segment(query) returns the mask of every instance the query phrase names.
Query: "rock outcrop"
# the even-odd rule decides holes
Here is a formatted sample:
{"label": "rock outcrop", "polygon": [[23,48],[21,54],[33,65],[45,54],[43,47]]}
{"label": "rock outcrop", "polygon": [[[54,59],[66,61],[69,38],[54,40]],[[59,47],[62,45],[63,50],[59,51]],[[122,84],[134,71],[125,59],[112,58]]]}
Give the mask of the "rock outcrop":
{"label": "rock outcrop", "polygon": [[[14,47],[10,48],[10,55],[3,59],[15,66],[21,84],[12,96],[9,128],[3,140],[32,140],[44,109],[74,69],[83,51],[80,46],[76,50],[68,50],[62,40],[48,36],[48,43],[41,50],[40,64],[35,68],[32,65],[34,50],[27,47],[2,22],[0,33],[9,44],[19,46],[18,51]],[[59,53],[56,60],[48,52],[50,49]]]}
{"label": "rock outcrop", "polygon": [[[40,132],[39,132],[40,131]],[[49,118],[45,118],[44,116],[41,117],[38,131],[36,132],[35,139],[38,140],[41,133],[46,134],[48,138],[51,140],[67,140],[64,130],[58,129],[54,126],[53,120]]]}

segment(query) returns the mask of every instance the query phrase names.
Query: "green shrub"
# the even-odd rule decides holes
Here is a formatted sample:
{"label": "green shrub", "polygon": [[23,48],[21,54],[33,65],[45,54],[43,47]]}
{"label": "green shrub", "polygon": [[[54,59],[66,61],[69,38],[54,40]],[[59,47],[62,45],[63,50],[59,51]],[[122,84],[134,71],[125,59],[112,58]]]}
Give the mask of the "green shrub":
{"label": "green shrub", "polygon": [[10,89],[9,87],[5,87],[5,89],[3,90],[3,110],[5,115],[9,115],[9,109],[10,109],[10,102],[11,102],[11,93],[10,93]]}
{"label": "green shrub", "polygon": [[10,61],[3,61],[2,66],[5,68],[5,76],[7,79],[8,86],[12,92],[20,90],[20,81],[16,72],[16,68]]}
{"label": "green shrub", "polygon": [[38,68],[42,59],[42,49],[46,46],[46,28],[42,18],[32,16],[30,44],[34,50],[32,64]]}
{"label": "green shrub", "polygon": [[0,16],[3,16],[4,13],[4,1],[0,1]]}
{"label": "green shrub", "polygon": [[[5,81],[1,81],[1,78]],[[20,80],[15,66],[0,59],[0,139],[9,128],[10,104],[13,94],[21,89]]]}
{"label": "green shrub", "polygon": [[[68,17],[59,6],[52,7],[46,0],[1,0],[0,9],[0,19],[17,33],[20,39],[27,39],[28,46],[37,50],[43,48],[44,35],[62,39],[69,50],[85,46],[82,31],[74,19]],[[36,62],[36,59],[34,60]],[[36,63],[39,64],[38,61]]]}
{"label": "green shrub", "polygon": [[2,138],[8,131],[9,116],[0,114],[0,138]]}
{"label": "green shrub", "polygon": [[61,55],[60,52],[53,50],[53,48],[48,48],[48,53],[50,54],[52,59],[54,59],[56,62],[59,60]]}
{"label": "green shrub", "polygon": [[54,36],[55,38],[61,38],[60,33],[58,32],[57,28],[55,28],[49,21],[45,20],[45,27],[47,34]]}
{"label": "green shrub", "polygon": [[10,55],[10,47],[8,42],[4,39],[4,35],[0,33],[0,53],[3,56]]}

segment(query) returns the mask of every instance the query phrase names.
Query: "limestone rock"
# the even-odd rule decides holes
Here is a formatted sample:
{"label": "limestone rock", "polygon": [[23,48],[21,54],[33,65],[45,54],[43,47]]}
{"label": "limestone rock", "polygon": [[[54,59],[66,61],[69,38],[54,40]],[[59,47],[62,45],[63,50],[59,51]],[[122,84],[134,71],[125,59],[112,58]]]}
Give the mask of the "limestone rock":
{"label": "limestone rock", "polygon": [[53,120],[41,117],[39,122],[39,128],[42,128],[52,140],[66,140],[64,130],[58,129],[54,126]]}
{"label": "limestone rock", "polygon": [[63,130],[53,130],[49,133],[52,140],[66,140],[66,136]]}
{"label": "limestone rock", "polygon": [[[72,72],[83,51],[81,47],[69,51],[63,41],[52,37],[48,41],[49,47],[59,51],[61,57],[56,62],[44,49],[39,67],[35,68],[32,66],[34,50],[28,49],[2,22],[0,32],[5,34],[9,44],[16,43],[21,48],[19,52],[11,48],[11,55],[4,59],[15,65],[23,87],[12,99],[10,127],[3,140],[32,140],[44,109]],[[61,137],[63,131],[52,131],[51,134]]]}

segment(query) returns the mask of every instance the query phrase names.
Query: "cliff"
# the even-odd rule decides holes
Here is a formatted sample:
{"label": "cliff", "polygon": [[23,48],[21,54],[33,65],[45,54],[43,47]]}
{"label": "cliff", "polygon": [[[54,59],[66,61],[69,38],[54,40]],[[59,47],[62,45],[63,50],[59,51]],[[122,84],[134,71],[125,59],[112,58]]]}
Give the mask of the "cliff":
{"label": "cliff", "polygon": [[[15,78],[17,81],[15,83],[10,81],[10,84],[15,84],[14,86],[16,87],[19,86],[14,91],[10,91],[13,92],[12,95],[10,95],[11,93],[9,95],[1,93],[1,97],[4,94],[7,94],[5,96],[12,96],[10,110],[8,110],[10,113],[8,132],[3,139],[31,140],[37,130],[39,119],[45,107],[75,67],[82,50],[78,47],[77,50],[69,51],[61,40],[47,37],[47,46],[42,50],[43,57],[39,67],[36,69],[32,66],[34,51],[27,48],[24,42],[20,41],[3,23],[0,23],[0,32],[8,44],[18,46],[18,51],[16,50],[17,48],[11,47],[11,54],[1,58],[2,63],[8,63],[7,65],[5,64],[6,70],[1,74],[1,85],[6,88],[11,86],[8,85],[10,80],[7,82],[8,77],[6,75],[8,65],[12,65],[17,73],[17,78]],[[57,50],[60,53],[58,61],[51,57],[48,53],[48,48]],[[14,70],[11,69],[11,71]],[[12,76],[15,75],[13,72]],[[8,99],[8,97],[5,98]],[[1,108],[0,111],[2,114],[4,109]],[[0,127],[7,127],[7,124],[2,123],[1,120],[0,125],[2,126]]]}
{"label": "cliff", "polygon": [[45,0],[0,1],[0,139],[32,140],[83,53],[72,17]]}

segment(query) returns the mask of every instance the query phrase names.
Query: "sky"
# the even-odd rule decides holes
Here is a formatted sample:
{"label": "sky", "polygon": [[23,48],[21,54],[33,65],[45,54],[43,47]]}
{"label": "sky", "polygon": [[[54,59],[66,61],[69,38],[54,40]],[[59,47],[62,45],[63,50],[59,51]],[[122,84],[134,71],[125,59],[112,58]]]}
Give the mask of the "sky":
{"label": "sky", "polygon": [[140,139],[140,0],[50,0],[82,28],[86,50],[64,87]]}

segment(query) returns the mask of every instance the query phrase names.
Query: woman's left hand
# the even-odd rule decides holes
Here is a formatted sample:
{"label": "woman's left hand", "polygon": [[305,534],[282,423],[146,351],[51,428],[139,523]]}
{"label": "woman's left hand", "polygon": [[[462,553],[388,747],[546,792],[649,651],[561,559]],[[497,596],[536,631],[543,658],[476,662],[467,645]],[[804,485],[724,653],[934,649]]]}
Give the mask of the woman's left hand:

---

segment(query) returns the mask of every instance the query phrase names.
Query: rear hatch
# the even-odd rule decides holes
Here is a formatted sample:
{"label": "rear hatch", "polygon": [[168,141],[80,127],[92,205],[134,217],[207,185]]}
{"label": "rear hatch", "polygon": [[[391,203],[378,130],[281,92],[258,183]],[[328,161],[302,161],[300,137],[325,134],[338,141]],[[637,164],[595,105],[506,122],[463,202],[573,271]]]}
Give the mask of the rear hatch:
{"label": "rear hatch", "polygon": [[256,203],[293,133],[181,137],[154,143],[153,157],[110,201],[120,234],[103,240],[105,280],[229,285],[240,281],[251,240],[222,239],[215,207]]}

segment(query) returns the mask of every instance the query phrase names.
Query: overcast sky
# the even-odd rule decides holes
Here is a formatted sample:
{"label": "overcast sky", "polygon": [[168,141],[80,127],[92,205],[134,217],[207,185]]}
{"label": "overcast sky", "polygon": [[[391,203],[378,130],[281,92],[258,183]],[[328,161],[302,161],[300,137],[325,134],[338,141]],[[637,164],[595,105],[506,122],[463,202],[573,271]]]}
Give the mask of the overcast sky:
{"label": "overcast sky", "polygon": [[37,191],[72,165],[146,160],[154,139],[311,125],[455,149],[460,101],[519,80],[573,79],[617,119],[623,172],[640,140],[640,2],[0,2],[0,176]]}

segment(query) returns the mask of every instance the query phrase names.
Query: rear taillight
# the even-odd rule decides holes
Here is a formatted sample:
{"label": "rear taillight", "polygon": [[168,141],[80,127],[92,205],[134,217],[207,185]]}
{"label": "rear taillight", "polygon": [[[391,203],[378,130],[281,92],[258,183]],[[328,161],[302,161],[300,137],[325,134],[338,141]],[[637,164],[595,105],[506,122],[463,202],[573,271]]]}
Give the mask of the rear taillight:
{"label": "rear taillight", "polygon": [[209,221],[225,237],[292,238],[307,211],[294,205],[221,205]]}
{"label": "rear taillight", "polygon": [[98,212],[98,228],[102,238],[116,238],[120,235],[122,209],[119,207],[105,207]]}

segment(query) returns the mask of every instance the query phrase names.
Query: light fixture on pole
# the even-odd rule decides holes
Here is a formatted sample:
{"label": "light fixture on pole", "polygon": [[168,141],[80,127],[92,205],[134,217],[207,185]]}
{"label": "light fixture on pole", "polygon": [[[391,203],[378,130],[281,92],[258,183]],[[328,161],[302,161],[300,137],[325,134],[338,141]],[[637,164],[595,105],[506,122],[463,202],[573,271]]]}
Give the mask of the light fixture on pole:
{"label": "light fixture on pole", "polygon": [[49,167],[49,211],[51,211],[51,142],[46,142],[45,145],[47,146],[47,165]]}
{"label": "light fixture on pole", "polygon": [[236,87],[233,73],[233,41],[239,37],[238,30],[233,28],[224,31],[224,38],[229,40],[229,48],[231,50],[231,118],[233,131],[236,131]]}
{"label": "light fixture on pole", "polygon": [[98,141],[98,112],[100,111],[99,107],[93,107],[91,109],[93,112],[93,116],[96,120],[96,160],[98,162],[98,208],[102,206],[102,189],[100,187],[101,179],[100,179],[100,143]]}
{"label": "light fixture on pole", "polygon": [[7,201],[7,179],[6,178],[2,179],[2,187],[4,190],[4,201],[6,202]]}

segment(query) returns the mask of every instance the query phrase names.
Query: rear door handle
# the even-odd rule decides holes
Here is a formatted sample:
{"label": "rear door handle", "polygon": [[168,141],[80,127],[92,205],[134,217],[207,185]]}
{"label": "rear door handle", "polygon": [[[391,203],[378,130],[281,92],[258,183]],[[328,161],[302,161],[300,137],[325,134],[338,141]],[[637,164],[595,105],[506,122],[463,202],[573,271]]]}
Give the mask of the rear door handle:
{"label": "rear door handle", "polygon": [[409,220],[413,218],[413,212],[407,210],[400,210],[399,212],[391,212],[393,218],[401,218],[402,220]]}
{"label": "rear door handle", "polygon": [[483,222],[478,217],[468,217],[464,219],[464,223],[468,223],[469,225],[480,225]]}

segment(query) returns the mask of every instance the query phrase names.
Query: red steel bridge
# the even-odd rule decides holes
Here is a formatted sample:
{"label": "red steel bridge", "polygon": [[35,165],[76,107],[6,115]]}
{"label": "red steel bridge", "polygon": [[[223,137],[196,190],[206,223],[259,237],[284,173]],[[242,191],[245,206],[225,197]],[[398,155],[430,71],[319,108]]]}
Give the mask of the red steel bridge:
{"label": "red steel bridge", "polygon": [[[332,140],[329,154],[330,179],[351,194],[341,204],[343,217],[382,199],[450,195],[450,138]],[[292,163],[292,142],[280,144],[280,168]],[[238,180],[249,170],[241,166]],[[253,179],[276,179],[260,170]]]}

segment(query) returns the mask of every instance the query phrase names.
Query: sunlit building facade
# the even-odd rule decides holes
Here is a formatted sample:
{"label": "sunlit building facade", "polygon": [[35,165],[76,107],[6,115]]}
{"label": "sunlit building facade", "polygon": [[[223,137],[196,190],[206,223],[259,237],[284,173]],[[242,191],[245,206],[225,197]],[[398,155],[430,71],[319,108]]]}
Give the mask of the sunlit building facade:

==

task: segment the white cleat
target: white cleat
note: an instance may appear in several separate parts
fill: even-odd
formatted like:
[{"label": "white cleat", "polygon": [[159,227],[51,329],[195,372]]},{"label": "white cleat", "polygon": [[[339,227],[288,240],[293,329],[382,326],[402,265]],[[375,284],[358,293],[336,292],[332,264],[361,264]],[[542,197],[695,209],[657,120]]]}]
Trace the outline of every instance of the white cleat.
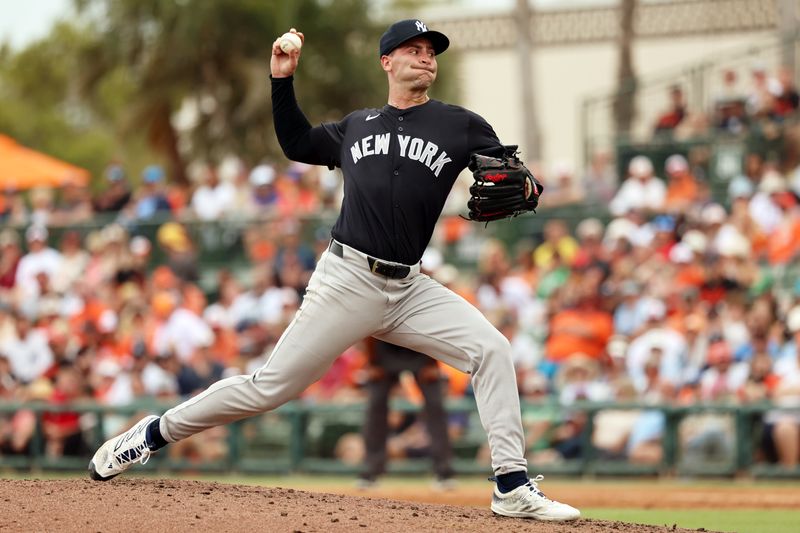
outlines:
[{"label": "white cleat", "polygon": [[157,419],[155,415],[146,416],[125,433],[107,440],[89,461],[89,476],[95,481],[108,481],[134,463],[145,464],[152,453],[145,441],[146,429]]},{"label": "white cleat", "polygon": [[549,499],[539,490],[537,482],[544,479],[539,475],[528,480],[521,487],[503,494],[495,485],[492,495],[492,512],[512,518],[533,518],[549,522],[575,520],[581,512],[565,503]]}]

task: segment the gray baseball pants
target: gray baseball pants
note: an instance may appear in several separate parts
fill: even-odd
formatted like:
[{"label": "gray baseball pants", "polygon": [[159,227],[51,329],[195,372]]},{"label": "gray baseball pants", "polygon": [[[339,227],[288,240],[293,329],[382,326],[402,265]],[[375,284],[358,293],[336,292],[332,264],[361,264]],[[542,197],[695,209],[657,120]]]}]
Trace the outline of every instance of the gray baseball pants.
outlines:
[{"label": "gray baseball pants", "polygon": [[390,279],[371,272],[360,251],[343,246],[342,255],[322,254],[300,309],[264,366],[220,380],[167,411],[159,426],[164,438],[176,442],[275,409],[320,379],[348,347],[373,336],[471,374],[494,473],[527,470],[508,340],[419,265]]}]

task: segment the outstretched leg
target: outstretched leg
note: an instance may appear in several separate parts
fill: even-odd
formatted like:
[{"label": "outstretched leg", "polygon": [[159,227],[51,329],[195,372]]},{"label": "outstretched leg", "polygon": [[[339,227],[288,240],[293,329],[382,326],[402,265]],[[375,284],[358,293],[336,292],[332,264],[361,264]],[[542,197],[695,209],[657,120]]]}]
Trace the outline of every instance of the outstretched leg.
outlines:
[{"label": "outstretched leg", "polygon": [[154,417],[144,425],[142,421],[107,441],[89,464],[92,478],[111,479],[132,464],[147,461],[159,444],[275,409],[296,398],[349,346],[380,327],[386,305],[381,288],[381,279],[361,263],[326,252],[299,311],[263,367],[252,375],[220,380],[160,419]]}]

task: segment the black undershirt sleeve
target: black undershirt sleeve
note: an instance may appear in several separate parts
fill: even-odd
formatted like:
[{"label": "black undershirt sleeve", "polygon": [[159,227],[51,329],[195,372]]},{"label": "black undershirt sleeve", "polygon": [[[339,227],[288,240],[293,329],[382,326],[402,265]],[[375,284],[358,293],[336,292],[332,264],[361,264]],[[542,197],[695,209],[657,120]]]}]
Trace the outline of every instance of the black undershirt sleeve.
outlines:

- **Your task**
Give back, exactly as written, the stretch from the line with "task: segment the gray baseball pants" through the line with "target: outstretched leg", and no other lines from the records above.

- **Exercise response**
task: segment the gray baseball pants
target: gray baseball pants
note: an instance may appear in several separate parts
fill: even-odd
formatted like:
[{"label": "gray baseball pants", "polygon": [[159,227],[51,329],[195,372]]},{"label": "gray baseball pants", "polygon": [[[339,227],[288,240],[293,329],[382,326],[402,265]],[[375,284],[358,293],[336,292],[332,264],[361,264]],[[542,197],[695,209],[657,120]]]}]
Trace the outline of every instance of the gray baseball pants.
outlines:
[{"label": "gray baseball pants", "polygon": [[390,279],[371,272],[360,251],[343,246],[342,255],[322,254],[300,309],[264,366],[220,380],[167,411],[159,426],[164,438],[176,442],[275,409],[320,379],[348,347],[373,336],[471,374],[494,473],[527,470],[508,340],[419,265]]}]

task: segment the outstretched leg
target: outstretched leg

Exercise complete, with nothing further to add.